The IPKat is happy to host this guest contribution by Prof Martin Kretschmer (CREATe, University of Glasgow):
New empirical research on Intellectual Property Litigation and Platform Regulation
by Martin Kretschmer
CREATe, the UK Copyright and Creative Centre based at the University of Glasgow, is presenting new empirical research in a half-day conference on 26 February 2020 at the British Institute of International and Comparative Law in London.
Four empirical studies on IP Litigation
Litigation is the theme for the first part of the event, with the presentation of quantitative studies on intellectual property litigation in the Intellectual Property Enterprise Court, High Court of England and Wales, and Court of Justice of the European Union. Dr Sheona Burrow and Dr Elena Cooper (University of Glasgow) negotiated exclusive access to all Intellectual Property Enterprise Court Small Claims Track Court (IPEC STC) files for its first three years of operation (1 October 2012 to 31 December 2015). They explore the types of remedies commonly granted by the Court, the sums awarded and the most pertinent arguments when assembling a case. An underpinning paper was published in the journal Legal Studies: Photographic Copyright and the Intellectual Property Enterprise Court in Historical Perspective.
Dr Georg von Graevenitz (Queen Mary, University of London) and Dr Luke McDonagh (City University) developed a dataset containing details of all court cases on copyright heard at the High Court and the Intellectual Property Enterprise Court during 2009-2015. With the support of judges at the Chancery Division – including the High Court and IPEC – the researchers used a method (capturing information on judges, parties, claims, defences, and outcomes including appeals) that had already delivered detailed data on patent cases. See Christian Helmers, Yassine Lefouili & Luke McDonagh, Evaluation of the Reforms of the Intellectual Property Enterprise Court 2010-2013 (UKIPO 2015). The new research shows that copyright is the most litigated right in the High Court (with an average of around 300 claims per annum, ahead of trade marks, patents or designs). The majority of copyright cases are taken by collecting societies PPL/PRS and FA Premier League and are settled quickly, before a court hearing.
Georg von Graevenitz will also present a new study on trade mark clutter and non-use at the EU Intellectual Property Office. To register a trade mark the owner must declare which goods and services the mark will be used for. This restricts which marks other applicants can obtain. Jurisdictions differ in how they ensure that registered use accords to actual use. Exploiting the 2016 reform of trade mark fees in Europe, von Graevenitz will show that registered use very frequently exceeds actual use.

■ ■ ■ ■ ■ ■ ■

▶ **WRITTEN EXERCISE 1**: Count how many lines of the entries contain the string "white", matching case exactly. Give only the number.
The entries that follow this article bear no relation to it.

A data block

■ ■ ■ ■ ■ ■ ■

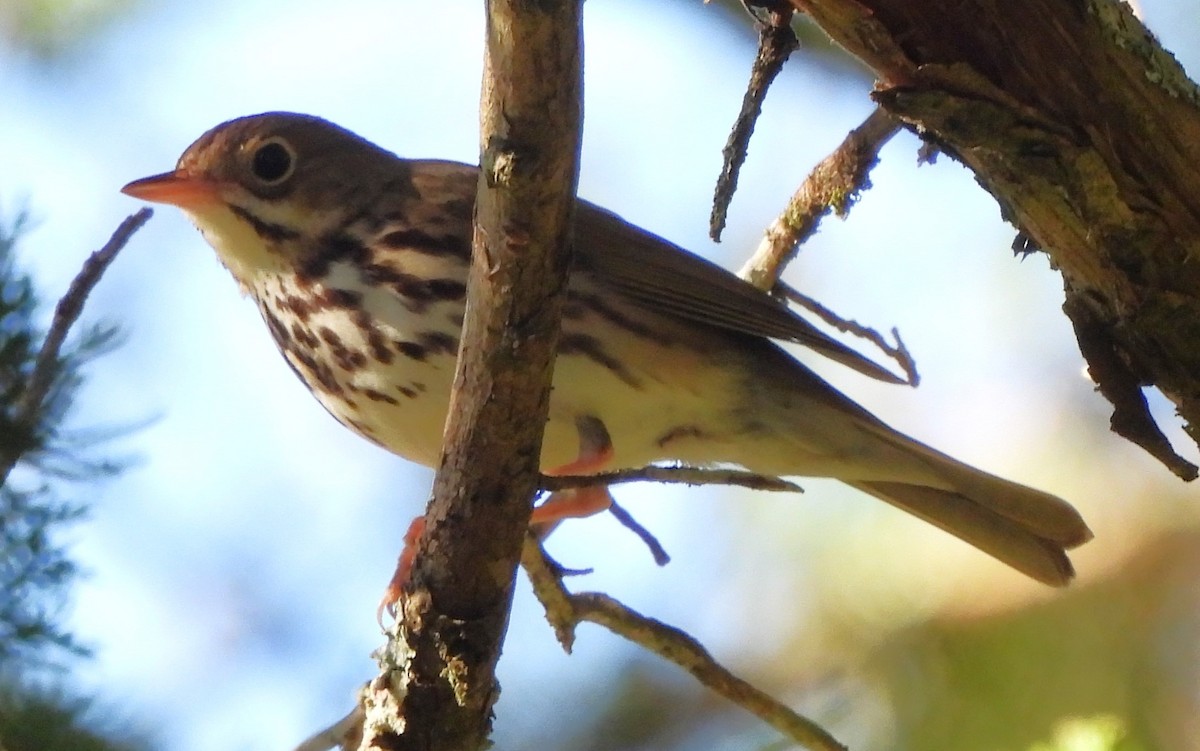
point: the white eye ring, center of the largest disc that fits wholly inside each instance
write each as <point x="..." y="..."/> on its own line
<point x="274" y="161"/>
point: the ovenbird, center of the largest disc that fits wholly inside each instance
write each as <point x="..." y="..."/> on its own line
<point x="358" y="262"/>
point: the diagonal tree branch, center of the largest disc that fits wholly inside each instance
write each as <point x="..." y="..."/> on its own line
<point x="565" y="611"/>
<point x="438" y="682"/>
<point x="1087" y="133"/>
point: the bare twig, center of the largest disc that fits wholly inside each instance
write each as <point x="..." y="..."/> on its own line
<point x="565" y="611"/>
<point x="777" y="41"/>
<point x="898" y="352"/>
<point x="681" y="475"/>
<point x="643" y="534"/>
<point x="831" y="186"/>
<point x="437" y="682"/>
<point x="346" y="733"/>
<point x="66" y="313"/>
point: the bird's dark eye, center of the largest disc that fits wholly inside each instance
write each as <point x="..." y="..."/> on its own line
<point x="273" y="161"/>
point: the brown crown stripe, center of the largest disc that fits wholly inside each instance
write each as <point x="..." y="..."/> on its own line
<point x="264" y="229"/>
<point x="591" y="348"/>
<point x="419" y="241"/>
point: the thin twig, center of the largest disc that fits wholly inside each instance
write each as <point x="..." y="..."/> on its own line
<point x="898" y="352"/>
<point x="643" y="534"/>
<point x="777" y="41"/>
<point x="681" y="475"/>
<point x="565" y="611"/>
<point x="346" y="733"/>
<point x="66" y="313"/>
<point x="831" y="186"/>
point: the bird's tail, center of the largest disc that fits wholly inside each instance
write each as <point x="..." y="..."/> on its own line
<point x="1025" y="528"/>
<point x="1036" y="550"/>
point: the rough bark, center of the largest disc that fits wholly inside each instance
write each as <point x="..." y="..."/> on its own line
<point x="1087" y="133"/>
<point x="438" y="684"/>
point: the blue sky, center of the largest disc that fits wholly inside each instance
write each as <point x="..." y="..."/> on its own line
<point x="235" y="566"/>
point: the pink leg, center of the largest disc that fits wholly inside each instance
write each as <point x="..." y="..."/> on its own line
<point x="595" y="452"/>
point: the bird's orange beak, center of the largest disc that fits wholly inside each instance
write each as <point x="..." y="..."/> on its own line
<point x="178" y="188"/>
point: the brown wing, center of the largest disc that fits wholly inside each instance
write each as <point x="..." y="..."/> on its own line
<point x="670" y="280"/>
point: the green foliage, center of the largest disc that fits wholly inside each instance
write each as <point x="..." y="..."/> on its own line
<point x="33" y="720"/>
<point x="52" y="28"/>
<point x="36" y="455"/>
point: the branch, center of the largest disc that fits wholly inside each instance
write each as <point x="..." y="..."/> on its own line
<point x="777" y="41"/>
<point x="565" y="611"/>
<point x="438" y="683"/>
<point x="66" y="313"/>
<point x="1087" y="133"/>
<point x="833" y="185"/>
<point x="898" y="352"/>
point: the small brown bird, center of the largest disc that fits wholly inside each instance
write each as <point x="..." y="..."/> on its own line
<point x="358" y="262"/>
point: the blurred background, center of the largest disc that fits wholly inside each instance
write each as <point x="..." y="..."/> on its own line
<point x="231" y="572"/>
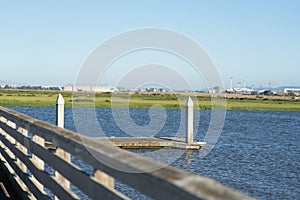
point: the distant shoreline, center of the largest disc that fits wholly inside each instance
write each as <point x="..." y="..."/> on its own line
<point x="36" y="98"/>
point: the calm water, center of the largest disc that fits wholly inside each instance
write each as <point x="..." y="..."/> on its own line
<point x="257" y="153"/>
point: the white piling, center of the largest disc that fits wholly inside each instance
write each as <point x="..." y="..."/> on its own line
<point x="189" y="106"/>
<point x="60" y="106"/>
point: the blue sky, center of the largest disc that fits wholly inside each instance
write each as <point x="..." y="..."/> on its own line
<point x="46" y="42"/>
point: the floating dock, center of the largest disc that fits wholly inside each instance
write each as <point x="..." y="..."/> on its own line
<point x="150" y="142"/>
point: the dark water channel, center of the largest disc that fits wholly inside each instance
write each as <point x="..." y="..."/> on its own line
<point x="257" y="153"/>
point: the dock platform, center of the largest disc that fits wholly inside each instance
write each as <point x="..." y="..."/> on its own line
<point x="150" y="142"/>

■ ■ ■ ■ ■ ■ ■

▶ **WRITTEN EXERCISE 2**: Reproduce the passage of the article on intellectual property litigation research starting at "Four empirical studies" and ending at "in Historical Perspective.", word for word.

▶ **EXERCISE RESULT 1**: 2

▶ **EXERCISE RESULT 2**:
Four empirical studies on IP Litigation
Litigation is the theme for the first part of the event, with the presentation of quantitative studies on intellectual property litigation in the Intellectual Property Enterprise Court, High Court of England and Wales, and Court of Justice of the European Union. Dr Sheona Burrow and Dr Elena Cooper (University of Glasgow) negotiated exclusive access to all Intellectual Property Enterprise Court Small Claims Track Court (IPEC STC) files for its first three years of operation (1 October 2012 to 31 December 2015). They explore the types of remedies commonly granted by the Court, the sums awarded and the most pertinent arguments when assembling a case. An underpinning paper was published in the journal Legal Studies: Photographic Copyright and the Intellectual Property Enterprise Court in Historical Perspective.